Task directions –
Exactly as they stand, repeat the lines from the one containing "Where can you spot the bird silhouette" through the final line of the listing, both ends included, and nothing else; skip the pictures.

Supplied material –
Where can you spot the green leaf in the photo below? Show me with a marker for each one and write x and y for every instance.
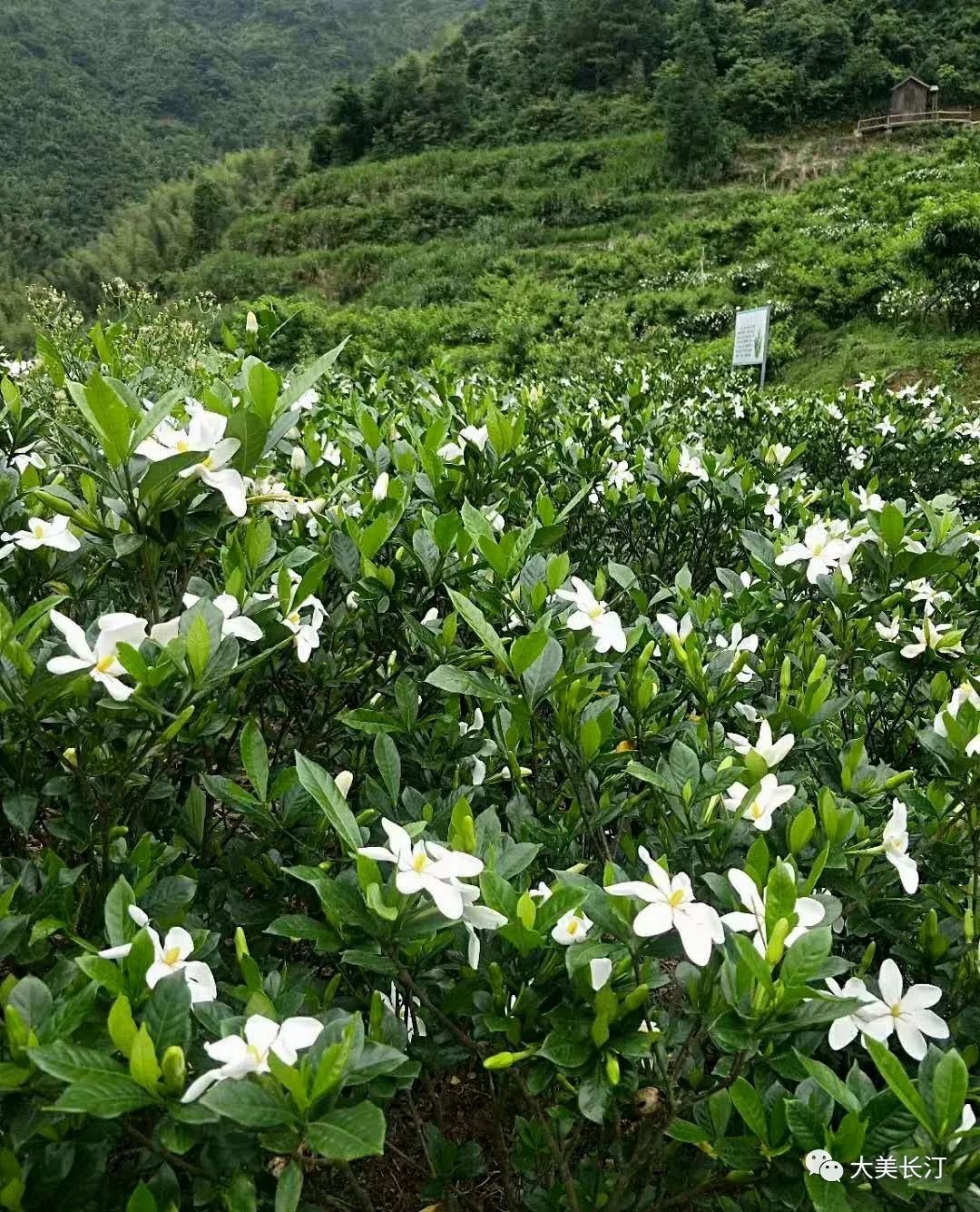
(21, 809)
(167, 1015)
(541, 674)
(828, 1080)
(526, 650)
(466, 681)
(749, 1106)
(805, 956)
(68, 1062)
(119, 925)
(246, 1103)
(899, 1081)
(143, 1064)
(948, 1092)
(310, 377)
(892, 527)
(108, 415)
(289, 1187)
(32, 1000)
(780, 896)
(320, 785)
(255, 756)
(107, 1096)
(104, 972)
(478, 625)
(198, 645)
(389, 764)
(348, 1133)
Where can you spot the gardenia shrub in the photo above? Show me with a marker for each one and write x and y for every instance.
(606, 747)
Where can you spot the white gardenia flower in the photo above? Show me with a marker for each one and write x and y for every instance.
(933, 636)
(823, 553)
(600, 971)
(43, 534)
(870, 502)
(476, 435)
(171, 956)
(846, 1030)
(963, 694)
(769, 796)
(241, 1055)
(100, 659)
(426, 867)
(922, 592)
(604, 625)
(671, 905)
(691, 464)
(621, 474)
(738, 643)
(809, 911)
(234, 622)
(896, 842)
(205, 434)
(571, 927)
(306, 630)
(770, 752)
(669, 626)
(906, 1013)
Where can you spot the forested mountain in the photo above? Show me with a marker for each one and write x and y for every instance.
(524, 69)
(103, 98)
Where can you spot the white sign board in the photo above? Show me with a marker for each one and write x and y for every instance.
(751, 337)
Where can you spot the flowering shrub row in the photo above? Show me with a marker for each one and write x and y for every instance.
(607, 744)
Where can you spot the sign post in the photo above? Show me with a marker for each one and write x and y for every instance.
(752, 340)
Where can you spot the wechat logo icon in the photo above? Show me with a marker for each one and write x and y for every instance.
(819, 1161)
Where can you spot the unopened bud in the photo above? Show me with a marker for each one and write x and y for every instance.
(173, 1067)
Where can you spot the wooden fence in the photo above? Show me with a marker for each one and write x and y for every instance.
(888, 123)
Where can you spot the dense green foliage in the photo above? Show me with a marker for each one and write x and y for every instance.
(555, 253)
(105, 98)
(519, 69)
(599, 747)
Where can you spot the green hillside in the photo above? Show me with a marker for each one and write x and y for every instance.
(555, 252)
(102, 100)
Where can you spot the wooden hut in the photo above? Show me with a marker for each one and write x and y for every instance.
(912, 100)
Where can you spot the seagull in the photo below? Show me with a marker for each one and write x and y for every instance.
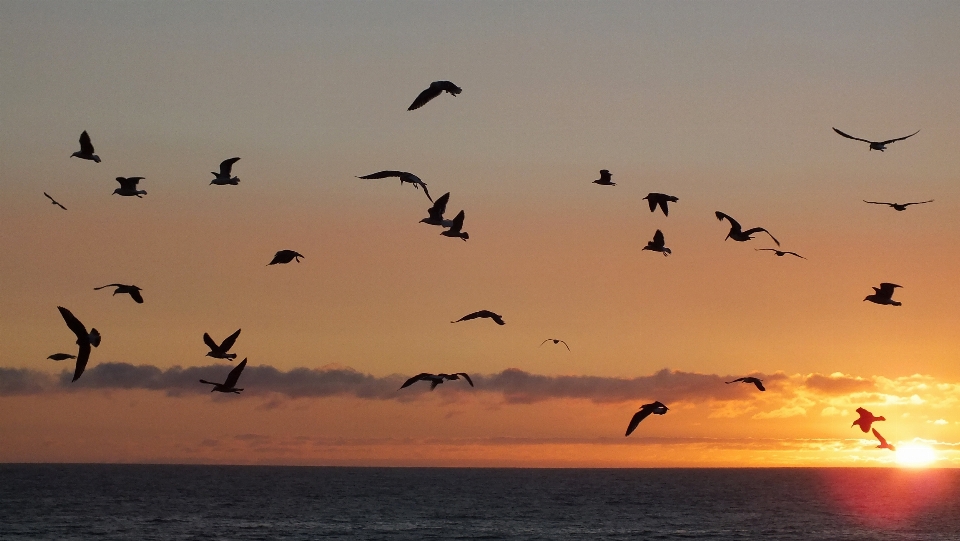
(84, 340)
(134, 291)
(54, 201)
(877, 145)
(436, 379)
(285, 256)
(86, 149)
(128, 186)
(404, 177)
(898, 206)
(656, 245)
(645, 410)
(654, 199)
(482, 313)
(755, 381)
(866, 419)
(738, 235)
(220, 352)
(223, 177)
(228, 386)
(883, 294)
(434, 90)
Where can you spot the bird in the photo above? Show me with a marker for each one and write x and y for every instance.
(883, 441)
(779, 253)
(455, 228)
(876, 145)
(656, 245)
(436, 379)
(736, 233)
(404, 177)
(86, 149)
(285, 256)
(604, 179)
(898, 206)
(755, 381)
(434, 90)
(482, 313)
(654, 199)
(84, 340)
(555, 341)
(656, 408)
(128, 186)
(883, 295)
(54, 201)
(865, 420)
(228, 386)
(134, 291)
(220, 352)
(223, 177)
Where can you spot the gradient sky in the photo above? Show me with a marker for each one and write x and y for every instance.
(728, 105)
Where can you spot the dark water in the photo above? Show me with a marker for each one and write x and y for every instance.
(139, 502)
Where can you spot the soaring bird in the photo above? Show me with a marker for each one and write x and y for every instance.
(654, 199)
(656, 245)
(54, 201)
(755, 381)
(86, 149)
(228, 386)
(883, 294)
(898, 206)
(285, 256)
(223, 177)
(434, 90)
(876, 145)
(482, 313)
(865, 420)
(220, 351)
(134, 291)
(404, 177)
(84, 340)
(128, 186)
(737, 234)
(656, 408)
(436, 379)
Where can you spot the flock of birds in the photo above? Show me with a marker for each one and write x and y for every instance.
(883, 295)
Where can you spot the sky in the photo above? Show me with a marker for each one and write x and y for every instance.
(727, 105)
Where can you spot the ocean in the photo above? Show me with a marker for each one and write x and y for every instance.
(166, 502)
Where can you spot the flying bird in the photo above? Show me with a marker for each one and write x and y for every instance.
(656, 408)
(434, 90)
(220, 351)
(228, 386)
(883, 295)
(877, 145)
(482, 313)
(86, 149)
(84, 340)
(223, 177)
(404, 177)
(134, 291)
(737, 234)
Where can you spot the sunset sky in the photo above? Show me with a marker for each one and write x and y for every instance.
(727, 105)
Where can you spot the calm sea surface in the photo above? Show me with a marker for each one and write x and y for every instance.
(138, 502)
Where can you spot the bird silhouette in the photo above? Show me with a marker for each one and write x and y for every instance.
(84, 340)
(133, 291)
(736, 232)
(228, 386)
(434, 90)
(877, 145)
(220, 351)
(883, 295)
(656, 408)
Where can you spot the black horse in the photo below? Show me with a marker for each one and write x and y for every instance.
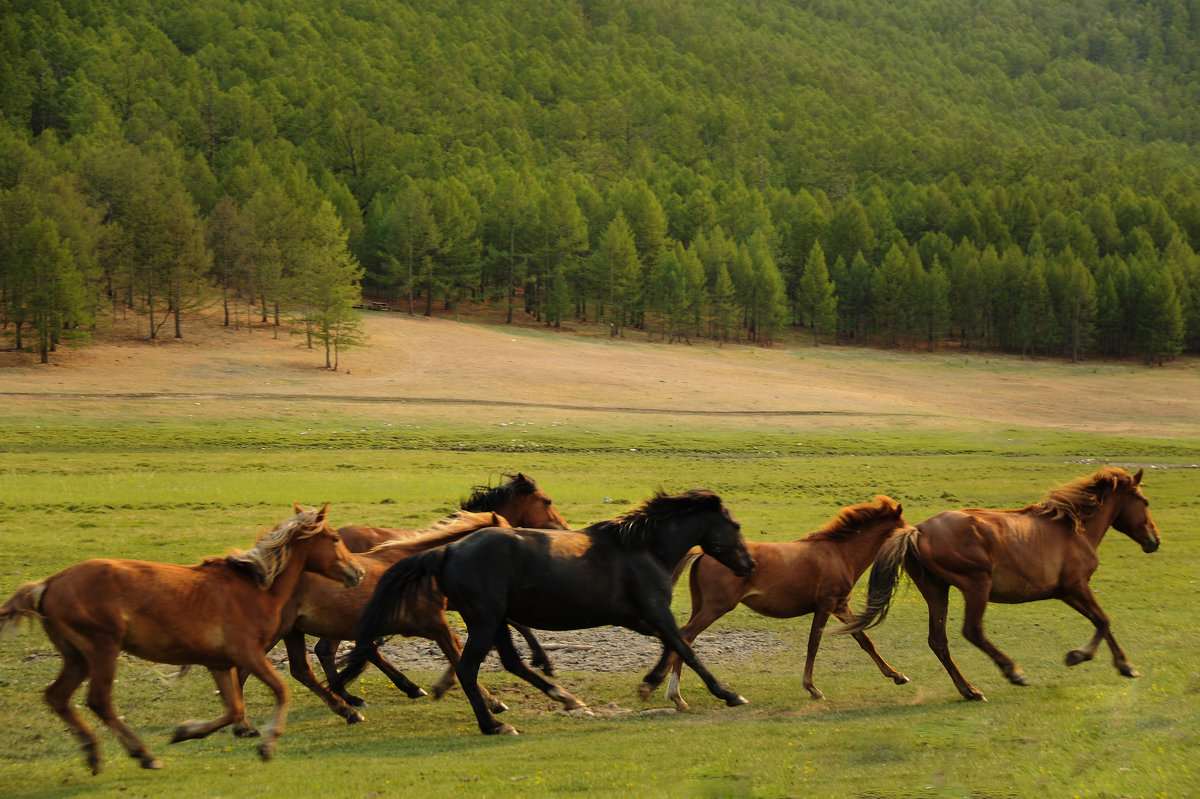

Output below –
Where can you spot the bird silhouette in the photo above? Show me with a marker for each one and write x and y for every instance.
(84, 340)
(133, 291)
(736, 232)
(228, 386)
(434, 90)
(877, 145)
(220, 351)
(883, 295)
(656, 408)
Where can you spot the black horse in the photo below? Show me with a marker for each one and write x and y for every instance.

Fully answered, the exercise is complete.